*Task instructions*:
Starting at the beginning of the records and stopping after the line that contains "point(40, 1184)", write every line out again, requests included, rescaling each point coordinate by 1.25 and rounding to whole numbers with halves going up. Leave the pictures out.
** BEGIN Data records **
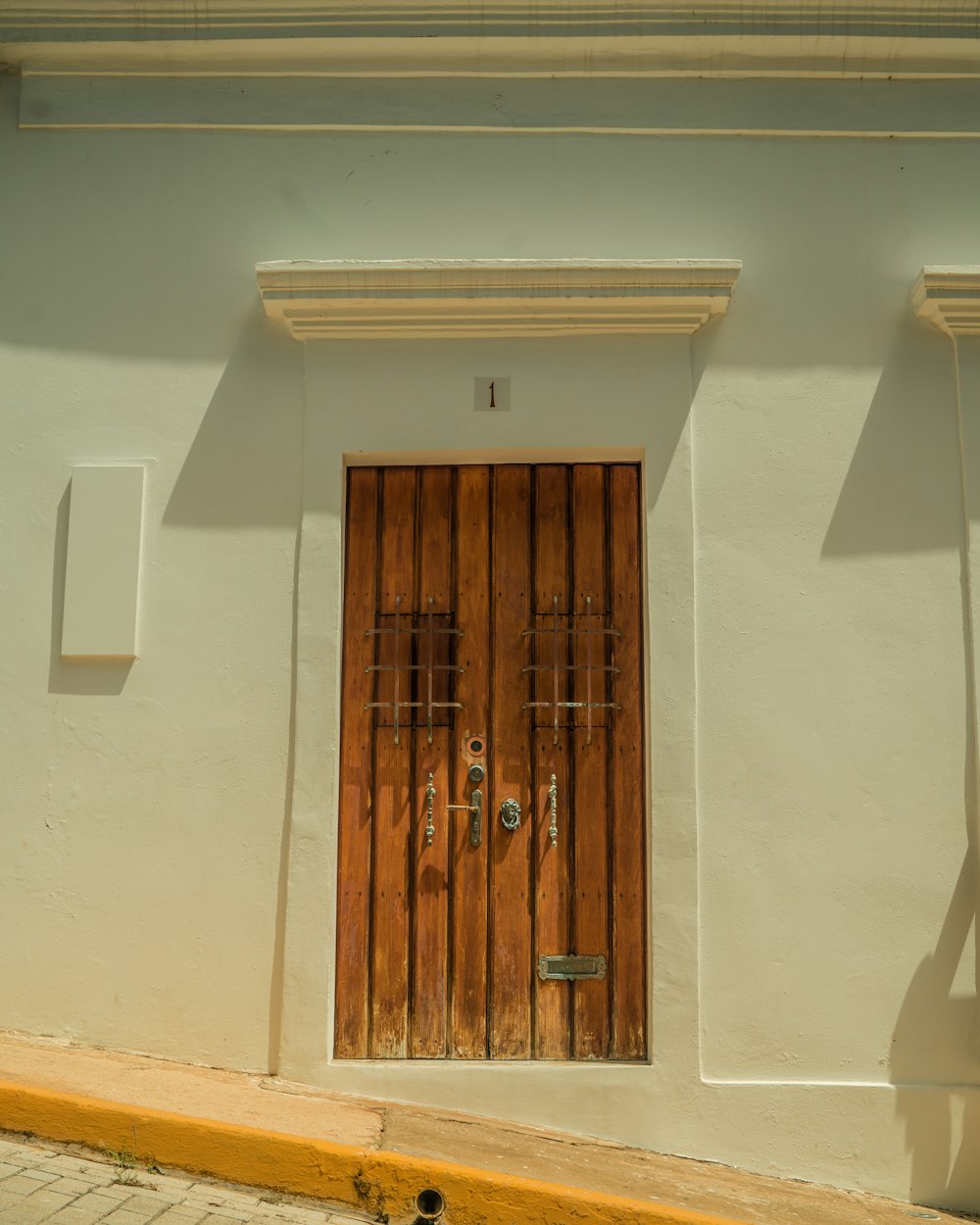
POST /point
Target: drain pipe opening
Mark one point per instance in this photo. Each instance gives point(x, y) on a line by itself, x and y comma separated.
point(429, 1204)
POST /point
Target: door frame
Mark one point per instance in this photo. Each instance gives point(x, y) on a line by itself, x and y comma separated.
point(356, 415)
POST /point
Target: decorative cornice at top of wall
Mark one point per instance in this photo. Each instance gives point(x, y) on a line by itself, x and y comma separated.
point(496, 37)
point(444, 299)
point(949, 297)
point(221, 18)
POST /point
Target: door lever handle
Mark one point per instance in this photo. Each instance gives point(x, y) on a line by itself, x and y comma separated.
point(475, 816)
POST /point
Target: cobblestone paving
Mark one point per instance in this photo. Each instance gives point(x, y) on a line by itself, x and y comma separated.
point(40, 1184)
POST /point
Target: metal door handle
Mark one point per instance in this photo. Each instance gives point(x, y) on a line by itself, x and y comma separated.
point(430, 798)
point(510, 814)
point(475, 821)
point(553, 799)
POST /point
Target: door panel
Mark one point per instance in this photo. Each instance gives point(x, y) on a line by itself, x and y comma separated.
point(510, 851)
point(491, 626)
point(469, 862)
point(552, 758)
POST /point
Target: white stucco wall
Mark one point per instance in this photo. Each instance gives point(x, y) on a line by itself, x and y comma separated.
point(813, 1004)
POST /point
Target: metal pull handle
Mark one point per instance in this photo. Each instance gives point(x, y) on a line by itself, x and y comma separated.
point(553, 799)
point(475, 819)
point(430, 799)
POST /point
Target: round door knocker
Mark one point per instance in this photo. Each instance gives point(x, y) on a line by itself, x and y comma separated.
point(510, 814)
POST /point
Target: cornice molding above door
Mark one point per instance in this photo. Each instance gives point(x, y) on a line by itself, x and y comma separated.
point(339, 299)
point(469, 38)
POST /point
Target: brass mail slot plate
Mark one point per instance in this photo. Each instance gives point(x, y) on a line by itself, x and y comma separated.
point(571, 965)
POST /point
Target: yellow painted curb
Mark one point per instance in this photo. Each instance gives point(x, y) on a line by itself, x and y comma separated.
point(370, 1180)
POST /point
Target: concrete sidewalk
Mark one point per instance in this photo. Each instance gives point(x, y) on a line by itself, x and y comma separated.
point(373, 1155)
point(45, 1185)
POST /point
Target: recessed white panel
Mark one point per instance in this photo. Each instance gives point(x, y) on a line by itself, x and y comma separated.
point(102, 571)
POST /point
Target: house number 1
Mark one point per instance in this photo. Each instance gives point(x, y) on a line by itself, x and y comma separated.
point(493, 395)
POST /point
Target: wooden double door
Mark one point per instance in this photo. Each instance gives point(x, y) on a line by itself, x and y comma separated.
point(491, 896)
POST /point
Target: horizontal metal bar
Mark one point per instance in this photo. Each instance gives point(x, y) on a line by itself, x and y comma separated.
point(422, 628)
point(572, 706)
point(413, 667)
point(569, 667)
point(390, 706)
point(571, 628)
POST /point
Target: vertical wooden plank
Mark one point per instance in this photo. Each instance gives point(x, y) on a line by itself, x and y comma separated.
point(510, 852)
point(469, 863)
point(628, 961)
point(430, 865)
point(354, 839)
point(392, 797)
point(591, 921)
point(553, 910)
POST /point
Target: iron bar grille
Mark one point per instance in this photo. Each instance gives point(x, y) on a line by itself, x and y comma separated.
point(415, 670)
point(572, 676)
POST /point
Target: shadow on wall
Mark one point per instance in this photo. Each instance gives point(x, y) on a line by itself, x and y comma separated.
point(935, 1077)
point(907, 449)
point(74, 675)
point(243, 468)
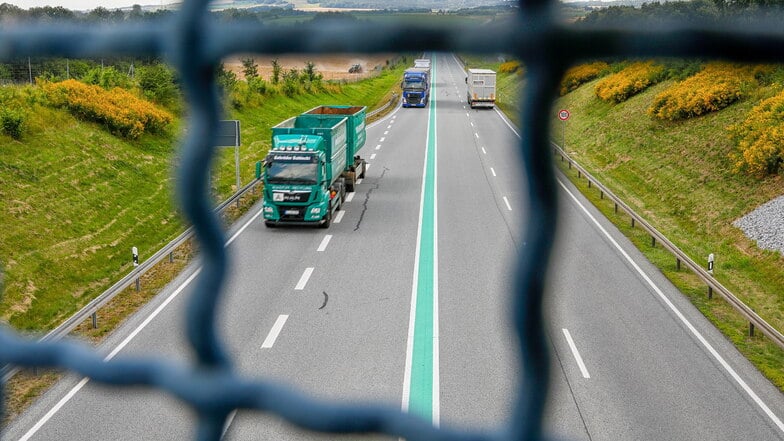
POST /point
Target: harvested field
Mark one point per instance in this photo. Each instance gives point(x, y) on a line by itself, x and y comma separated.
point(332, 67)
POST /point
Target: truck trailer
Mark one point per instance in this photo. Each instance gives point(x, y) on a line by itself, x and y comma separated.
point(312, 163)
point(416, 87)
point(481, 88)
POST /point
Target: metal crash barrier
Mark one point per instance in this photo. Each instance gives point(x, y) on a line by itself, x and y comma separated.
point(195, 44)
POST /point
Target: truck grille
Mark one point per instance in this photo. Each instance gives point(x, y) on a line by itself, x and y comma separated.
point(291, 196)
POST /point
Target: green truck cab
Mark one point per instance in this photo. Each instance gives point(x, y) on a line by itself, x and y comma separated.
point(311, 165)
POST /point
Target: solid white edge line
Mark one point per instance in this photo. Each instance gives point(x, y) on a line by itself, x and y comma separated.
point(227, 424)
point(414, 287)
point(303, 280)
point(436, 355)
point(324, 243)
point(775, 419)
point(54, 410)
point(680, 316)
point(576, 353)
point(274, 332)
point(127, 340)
** END Data records **
*Answer for the task*:
POST /point
Target: drain pipe opening
Mark one point per instance in this photo. Each instance gives point(x, y) on a line by itself, x and y comma separated.
point(536, 1505)
POST /point
Target: door frame
Mark one point per instance in this photo. Each instance gives point(x, y) on a line by itself, x and y comma separated.
point(445, 519)
POST /point
Target: decorative cornice at top of wall
Mark one point per instance in this photo. Each instance gives point(x, y) on a line by itself, x and y comma separated.
point(620, 46)
point(555, 374)
point(1186, 371)
point(276, 23)
POST /point
Target: door lever handle
Mark one point per instance in this photo. Each instance gives point(x, y) on a line by itself, x and y comma separated.
point(594, 1020)
POST /point
Target: cobblestone paving
Mark one point per instance in this photo. Each instance gives point(x, y) on a line by itself, x and y comma separated.
point(50, 1480)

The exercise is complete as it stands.